Write out, word for word, the lines from the start of the records through the line with "column 378, row 252", including both ends. Leave the pictures out of your answer.

** begin Data supplied **

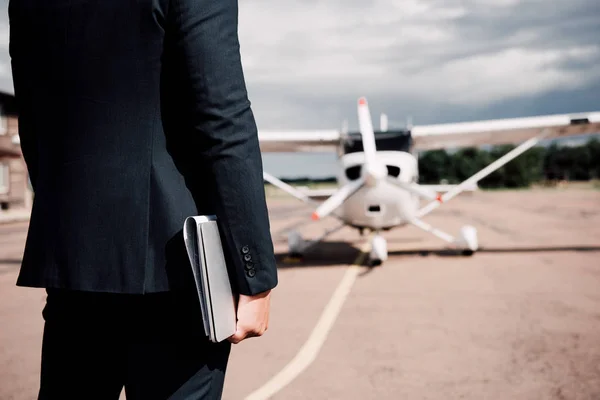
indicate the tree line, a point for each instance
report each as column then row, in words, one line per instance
column 537, row 165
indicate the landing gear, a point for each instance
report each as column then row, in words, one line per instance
column 296, row 245
column 468, row 240
column 378, row 252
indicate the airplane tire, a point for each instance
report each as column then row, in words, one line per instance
column 375, row 262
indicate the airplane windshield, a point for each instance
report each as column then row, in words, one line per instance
column 384, row 141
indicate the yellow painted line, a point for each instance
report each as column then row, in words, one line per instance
column 312, row 346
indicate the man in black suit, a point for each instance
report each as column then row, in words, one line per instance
column 134, row 115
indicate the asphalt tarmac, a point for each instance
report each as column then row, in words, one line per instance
column 520, row 319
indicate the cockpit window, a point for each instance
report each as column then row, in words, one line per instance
column 384, row 141
column 393, row 170
column 353, row 173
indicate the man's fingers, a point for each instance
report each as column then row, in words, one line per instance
column 242, row 334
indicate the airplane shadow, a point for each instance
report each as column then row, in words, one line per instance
column 344, row 253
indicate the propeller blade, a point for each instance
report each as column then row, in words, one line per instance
column 337, row 199
column 366, row 130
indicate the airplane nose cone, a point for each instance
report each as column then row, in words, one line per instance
column 374, row 173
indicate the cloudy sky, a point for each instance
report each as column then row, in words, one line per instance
column 307, row 61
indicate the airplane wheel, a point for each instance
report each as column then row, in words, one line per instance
column 375, row 262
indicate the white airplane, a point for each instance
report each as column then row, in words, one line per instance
column 378, row 173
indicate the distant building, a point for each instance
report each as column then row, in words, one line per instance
column 14, row 178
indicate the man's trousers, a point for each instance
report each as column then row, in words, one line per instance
column 153, row 345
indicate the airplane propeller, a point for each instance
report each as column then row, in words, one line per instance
column 373, row 170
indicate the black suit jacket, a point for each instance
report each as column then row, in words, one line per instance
column 134, row 115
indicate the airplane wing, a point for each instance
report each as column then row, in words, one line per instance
column 299, row 141
column 503, row 131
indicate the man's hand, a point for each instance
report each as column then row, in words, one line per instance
column 253, row 316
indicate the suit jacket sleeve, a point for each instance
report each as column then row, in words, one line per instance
column 22, row 81
column 224, row 135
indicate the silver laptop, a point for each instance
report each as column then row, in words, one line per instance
column 217, row 301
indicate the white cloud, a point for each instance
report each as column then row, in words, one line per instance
column 465, row 53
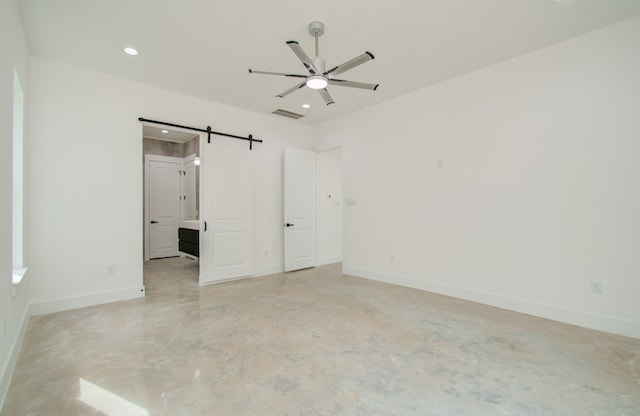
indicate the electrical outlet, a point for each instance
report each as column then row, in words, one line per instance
column 596, row 287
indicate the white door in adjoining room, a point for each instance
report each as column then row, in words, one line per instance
column 226, row 235
column 329, row 206
column 164, row 179
column 299, row 209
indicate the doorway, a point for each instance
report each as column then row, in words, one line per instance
column 171, row 197
column 313, row 212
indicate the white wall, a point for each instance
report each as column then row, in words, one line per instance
column 86, row 180
column 14, row 311
column 329, row 206
column 515, row 185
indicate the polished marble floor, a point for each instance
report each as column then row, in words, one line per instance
column 314, row 342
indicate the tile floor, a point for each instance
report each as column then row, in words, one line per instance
column 314, row 342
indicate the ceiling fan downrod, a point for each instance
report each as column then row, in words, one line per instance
column 316, row 29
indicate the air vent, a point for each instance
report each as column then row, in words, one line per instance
column 289, row 114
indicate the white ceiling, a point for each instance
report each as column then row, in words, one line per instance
column 204, row 48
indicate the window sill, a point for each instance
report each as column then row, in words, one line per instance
column 18, row 278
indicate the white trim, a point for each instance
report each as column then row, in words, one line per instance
column 91, row 299
column 14, row 351
column 217, row 282
column 329, row 260
column 267, row 270
column 16, row 279
column 611, row 324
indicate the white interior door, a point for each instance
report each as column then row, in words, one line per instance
column 226, row 238
column 299, row 209
column 189, row 208
column 164, row 205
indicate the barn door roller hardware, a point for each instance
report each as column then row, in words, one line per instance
column 208, row 130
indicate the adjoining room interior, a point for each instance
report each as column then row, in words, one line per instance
column 426, row 209
column 171, row 194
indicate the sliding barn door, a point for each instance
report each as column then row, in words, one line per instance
column 226, row 235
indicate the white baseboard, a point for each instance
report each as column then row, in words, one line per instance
column 75, row 302
column 263, row 271
column 611, row 324
column 8, row 367
column 329, row 260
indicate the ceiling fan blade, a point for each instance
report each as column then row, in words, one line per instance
column 351, row 63
column 292, row 89
column 253, row 71
column 306, row 61
column 326, row 96
column 352, row 84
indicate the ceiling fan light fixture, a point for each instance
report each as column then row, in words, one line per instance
column 317, row 82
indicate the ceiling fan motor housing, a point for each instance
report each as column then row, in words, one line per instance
column 319, row 64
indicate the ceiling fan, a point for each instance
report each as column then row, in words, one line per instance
column 319, row 77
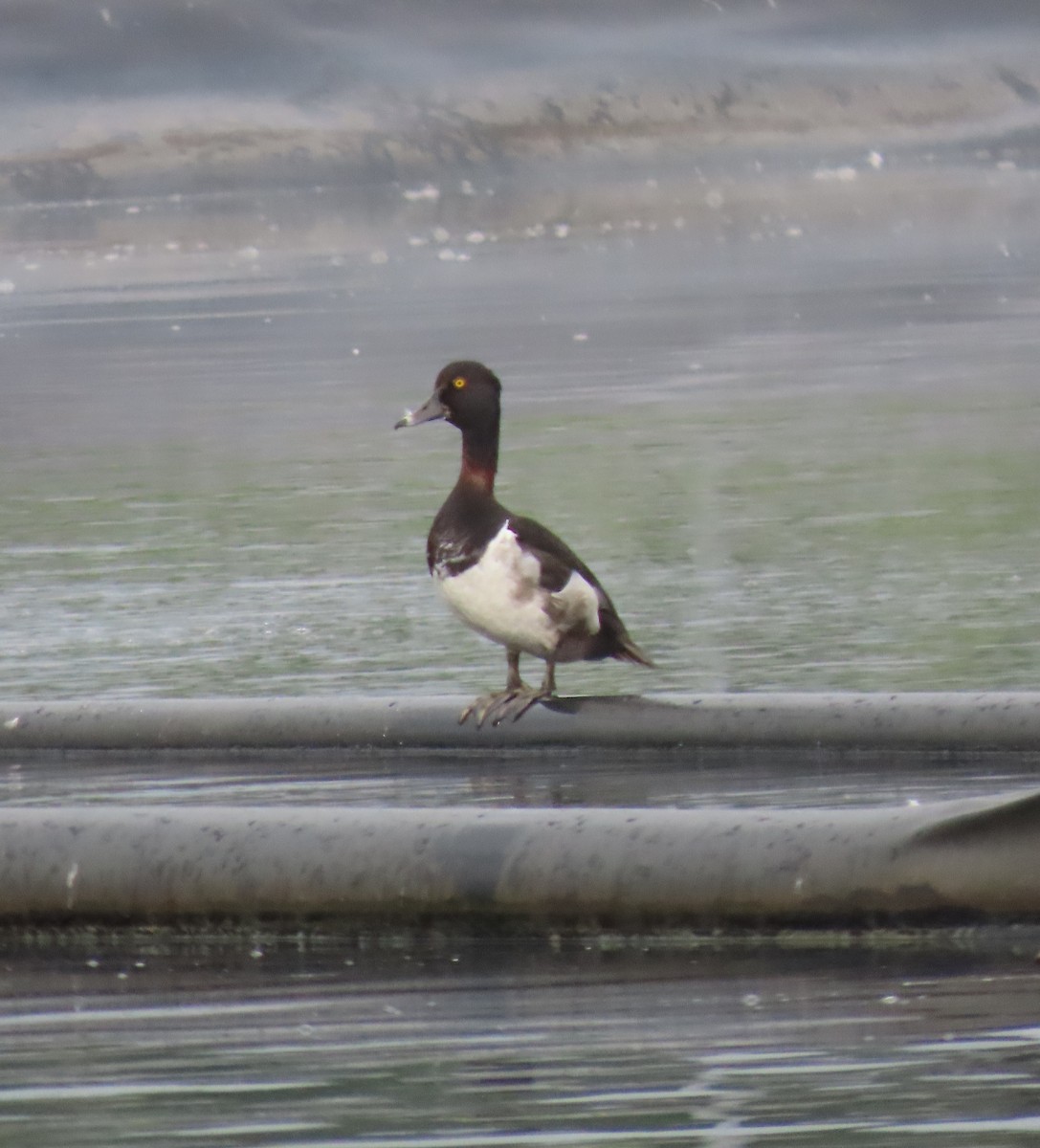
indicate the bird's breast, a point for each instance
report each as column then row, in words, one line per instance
column 499, row 596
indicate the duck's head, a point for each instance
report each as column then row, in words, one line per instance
column 466, row 394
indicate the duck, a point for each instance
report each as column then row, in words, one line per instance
column 506, row 577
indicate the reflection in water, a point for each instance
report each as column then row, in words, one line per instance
column 418, row 1040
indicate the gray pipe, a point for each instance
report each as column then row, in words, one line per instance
column 969, row 859
column 914, row 720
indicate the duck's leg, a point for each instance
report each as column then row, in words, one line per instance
column 513, row 707
column 487, row 703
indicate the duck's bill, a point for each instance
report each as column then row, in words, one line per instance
column 431, row 408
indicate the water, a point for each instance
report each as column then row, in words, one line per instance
column 762, row 287
column 799, row 469
column 409, row 1042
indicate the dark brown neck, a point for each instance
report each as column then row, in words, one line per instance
column 480, row 460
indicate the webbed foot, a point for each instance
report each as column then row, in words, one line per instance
column 505, row 705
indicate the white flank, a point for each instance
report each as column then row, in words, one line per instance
column 499, row 597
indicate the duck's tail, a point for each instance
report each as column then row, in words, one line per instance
column 628, row 651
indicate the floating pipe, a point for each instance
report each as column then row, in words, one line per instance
column 969, row 859
column 946, row 720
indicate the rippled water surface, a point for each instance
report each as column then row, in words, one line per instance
column 793, row 464
column 769, row 342
column 412, row 1042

** end Data supplied **

### Task output
indicate the tree line, a point for each instance
report each as column then row, in words, one line per instance
column 537, row 165
indicate the landing gear, a point for each instance
report each as column then row, in words, one line per instance
column 296, row 245
column 468, row 240
column 378, row 252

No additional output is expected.